● TASK DIRECTIONS
Please print every line from the one containing "Objective: provide one point per instance of the curved road." through the last line of the records below, exactly as written and nothing more.
=== ENTRIES ===
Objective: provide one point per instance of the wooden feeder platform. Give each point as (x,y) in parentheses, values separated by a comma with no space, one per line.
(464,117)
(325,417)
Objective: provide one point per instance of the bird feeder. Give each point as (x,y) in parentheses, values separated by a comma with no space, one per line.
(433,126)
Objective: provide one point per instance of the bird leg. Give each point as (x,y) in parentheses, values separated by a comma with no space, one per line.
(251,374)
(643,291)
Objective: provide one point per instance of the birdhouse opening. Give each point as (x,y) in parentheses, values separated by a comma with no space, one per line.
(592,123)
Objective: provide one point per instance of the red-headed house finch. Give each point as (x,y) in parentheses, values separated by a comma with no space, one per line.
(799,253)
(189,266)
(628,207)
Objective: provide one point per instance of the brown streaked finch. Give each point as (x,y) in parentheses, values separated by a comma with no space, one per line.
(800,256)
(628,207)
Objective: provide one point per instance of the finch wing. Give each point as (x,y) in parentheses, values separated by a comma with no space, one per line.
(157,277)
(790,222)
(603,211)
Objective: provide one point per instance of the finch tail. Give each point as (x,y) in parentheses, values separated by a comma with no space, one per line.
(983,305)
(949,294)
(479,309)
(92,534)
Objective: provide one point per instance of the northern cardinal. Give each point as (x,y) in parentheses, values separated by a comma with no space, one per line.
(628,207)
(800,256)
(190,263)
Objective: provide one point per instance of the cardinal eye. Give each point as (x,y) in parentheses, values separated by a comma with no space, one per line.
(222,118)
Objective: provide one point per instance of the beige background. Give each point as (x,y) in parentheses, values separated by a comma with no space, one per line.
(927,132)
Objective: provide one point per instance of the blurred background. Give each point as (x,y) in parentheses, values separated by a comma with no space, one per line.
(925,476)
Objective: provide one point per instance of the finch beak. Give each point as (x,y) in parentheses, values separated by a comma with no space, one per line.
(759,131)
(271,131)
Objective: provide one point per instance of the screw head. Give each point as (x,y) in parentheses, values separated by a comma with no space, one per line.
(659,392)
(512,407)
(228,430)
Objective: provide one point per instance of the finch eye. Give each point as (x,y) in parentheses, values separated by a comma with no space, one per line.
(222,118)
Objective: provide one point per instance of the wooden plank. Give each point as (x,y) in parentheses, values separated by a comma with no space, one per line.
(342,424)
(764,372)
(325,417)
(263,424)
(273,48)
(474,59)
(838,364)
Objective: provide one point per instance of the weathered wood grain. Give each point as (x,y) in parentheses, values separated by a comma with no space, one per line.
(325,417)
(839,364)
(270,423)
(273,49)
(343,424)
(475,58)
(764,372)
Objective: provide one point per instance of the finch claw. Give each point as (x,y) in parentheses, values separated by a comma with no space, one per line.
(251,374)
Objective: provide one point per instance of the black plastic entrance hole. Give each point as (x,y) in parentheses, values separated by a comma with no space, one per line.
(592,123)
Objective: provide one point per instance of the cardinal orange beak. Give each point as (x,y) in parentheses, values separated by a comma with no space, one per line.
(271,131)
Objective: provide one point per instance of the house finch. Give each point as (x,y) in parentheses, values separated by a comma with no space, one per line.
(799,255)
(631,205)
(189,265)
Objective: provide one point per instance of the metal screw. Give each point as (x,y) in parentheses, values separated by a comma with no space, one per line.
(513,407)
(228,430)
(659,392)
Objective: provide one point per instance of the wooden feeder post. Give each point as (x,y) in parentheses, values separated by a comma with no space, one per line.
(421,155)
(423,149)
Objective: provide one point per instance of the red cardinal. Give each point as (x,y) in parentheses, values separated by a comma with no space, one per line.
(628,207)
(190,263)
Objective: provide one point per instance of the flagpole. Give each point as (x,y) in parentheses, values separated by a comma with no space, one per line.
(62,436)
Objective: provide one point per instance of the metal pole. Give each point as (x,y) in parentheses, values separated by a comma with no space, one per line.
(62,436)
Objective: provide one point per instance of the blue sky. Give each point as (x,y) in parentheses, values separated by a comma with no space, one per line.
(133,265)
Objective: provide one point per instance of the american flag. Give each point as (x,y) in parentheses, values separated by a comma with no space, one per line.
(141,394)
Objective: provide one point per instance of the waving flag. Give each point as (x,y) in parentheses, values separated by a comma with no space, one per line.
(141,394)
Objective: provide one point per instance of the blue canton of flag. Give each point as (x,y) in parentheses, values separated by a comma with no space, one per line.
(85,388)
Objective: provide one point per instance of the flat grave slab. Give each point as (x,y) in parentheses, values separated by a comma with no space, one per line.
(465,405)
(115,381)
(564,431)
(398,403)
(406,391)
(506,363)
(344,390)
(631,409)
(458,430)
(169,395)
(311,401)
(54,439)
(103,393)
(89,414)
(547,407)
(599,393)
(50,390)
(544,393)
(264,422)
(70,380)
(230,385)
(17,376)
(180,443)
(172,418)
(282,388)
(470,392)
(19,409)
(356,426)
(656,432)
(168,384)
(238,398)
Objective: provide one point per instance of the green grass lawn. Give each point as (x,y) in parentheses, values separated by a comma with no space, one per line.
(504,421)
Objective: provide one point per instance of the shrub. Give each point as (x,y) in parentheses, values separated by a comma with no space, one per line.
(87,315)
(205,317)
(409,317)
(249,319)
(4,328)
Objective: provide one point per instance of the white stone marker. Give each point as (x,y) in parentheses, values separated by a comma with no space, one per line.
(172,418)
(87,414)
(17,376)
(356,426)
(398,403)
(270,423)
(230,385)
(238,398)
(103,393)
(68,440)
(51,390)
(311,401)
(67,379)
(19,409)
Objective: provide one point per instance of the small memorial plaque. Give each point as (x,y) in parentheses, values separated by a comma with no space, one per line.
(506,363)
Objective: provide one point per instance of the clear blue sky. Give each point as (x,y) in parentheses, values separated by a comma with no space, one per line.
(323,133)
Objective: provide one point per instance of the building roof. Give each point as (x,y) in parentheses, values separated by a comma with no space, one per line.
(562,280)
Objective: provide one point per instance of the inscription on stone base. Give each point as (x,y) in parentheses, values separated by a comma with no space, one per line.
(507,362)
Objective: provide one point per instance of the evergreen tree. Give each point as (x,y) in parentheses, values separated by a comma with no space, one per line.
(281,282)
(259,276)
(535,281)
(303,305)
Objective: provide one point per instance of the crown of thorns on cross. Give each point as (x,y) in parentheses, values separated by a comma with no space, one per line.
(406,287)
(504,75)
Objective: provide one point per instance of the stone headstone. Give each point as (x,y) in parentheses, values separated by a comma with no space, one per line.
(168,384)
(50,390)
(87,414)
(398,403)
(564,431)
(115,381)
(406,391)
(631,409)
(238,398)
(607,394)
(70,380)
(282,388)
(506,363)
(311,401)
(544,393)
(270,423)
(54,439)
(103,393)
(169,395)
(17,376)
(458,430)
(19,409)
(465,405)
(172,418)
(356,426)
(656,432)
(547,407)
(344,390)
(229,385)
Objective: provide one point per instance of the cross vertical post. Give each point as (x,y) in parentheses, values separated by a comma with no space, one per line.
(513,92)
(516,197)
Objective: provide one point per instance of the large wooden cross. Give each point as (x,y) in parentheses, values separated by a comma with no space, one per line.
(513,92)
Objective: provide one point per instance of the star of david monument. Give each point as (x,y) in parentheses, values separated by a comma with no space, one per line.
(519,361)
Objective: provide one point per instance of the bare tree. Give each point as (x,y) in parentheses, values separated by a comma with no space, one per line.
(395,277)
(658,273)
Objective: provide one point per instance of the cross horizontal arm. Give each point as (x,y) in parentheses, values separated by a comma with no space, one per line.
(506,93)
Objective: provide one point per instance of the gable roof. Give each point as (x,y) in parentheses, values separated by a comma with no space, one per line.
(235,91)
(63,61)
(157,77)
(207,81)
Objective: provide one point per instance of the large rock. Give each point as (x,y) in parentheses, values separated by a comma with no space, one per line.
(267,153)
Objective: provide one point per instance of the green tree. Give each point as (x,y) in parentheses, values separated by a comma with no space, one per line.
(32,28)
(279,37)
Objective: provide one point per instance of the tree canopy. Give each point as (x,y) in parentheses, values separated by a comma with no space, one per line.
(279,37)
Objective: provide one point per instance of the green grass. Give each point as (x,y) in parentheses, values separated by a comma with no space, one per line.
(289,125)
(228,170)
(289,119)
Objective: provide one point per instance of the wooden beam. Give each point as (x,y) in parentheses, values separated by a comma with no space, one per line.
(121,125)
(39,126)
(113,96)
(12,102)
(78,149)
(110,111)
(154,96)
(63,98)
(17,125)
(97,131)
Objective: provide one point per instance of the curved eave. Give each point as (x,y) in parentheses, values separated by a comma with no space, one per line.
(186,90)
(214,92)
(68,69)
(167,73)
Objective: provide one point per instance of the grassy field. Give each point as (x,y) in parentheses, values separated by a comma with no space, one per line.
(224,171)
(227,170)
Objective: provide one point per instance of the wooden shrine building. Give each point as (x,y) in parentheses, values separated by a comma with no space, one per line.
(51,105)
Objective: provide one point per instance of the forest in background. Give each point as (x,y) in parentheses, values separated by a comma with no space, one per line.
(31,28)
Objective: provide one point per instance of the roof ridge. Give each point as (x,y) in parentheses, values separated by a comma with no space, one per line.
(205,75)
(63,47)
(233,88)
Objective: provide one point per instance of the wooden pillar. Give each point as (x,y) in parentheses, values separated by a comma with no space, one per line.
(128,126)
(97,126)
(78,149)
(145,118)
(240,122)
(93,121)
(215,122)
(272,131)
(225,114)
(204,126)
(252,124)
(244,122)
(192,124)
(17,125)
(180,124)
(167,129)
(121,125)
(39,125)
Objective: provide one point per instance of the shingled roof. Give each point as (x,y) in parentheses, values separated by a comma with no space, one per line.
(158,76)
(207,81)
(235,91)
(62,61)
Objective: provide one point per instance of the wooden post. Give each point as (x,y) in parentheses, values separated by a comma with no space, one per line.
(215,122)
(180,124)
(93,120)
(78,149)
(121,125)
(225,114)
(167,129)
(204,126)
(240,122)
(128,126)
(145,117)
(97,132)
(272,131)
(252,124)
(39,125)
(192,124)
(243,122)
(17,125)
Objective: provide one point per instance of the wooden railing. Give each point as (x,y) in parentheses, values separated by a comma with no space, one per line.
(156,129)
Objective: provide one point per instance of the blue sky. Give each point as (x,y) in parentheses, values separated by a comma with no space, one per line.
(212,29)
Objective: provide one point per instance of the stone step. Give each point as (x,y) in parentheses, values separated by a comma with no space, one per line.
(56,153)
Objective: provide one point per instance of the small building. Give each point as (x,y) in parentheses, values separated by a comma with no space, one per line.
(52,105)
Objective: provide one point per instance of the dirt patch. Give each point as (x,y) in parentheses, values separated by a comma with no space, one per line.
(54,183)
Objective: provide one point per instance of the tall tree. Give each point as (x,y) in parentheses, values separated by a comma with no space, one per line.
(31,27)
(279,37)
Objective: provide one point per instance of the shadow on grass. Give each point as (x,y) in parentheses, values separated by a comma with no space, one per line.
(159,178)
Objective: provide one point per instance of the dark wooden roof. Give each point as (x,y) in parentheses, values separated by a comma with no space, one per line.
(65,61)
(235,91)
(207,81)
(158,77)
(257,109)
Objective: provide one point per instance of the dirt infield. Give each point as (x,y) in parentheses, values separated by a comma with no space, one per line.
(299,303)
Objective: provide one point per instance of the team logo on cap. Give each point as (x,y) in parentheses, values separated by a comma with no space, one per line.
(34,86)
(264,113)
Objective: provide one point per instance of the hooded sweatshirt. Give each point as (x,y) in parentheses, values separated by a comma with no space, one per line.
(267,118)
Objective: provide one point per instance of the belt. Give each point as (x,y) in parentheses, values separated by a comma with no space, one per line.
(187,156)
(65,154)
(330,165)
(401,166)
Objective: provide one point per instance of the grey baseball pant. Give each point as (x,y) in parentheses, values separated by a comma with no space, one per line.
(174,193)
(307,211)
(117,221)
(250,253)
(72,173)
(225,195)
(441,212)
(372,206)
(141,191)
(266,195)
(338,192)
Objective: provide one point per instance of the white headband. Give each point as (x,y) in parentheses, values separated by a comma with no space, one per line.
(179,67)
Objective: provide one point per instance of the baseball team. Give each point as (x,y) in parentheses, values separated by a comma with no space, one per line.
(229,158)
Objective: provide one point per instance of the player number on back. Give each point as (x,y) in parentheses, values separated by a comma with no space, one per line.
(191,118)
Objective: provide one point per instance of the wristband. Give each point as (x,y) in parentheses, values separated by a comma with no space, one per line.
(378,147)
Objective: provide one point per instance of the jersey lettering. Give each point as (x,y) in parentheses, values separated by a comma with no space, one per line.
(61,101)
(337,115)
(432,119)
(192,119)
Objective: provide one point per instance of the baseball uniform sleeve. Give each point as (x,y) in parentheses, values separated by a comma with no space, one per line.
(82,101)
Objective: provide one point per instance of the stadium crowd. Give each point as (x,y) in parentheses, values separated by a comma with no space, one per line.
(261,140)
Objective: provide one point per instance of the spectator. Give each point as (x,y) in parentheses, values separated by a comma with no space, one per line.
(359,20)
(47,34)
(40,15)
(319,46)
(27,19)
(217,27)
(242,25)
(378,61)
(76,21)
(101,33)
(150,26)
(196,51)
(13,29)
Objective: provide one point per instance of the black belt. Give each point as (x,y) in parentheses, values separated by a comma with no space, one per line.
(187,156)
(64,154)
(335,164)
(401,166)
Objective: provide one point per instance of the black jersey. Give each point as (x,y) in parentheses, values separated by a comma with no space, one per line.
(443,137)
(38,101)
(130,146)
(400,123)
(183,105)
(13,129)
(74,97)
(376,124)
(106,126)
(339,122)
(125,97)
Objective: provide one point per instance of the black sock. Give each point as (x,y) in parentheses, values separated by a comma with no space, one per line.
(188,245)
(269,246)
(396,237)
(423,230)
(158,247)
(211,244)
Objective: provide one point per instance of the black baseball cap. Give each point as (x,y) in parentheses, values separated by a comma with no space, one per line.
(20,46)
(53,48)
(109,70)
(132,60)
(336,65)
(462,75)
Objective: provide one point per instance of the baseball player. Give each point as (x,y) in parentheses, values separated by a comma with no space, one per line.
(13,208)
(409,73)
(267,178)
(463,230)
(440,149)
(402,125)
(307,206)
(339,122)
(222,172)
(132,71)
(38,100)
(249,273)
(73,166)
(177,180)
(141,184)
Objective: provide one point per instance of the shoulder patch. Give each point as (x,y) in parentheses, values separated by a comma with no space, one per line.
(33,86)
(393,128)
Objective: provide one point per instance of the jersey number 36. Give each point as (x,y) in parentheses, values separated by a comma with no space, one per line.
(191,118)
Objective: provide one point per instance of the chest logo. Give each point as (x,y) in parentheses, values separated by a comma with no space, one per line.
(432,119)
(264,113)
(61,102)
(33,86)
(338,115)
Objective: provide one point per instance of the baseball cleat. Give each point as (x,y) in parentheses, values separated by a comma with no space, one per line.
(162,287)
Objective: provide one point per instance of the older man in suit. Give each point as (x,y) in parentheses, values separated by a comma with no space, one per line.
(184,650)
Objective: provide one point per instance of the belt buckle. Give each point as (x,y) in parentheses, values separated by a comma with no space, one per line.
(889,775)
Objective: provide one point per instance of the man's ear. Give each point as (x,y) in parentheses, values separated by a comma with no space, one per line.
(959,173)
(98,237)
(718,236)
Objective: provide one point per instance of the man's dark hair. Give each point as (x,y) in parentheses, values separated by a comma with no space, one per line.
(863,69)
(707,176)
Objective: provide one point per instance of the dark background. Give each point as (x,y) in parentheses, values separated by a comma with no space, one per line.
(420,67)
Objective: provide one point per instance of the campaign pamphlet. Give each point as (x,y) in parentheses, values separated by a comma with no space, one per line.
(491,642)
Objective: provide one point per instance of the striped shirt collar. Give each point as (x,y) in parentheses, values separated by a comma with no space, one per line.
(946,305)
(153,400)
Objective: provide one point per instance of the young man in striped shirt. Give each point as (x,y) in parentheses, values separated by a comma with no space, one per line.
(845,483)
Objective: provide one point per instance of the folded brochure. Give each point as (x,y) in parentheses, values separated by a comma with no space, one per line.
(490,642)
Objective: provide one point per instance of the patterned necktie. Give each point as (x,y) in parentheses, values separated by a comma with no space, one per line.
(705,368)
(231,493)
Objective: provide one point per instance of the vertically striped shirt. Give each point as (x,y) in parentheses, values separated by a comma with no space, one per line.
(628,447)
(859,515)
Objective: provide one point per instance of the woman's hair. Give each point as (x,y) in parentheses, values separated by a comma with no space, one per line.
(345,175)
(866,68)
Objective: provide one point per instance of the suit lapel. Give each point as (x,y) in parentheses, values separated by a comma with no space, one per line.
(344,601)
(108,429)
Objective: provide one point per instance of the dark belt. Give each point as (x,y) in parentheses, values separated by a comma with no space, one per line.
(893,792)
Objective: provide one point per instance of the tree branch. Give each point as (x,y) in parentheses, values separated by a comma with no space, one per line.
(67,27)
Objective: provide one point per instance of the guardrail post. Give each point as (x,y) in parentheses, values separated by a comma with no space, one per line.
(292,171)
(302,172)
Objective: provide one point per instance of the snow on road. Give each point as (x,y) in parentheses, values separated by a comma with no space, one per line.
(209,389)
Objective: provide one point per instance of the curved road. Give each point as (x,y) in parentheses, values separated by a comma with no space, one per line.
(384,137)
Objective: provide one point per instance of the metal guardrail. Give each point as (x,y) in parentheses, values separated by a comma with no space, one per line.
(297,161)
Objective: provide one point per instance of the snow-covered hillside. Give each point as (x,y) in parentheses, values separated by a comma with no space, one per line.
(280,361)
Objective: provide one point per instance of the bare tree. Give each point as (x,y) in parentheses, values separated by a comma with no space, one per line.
===
● TASK RESPONSE
Objective: provide one point per instance of the curved road. Give each point as (x,y) in parentheses, values separated by a comma with no space, one per line.
(384,137)
Objective: provide one point per instance of the metal guardrail. Give each point as (x,y) in parentheses, values separated by a comma with no space, one per line.
(297,161)
Objective: provide one point per instance of the snow-covered hillside. Give each point as (x,y) in parentheses, values separated by a comma with no space, one per line.
(280,361)
Objective: provide one point per instance of the bare tree. Give each point as (x,y) in parentheses, values separated by a comma with no space, one per line.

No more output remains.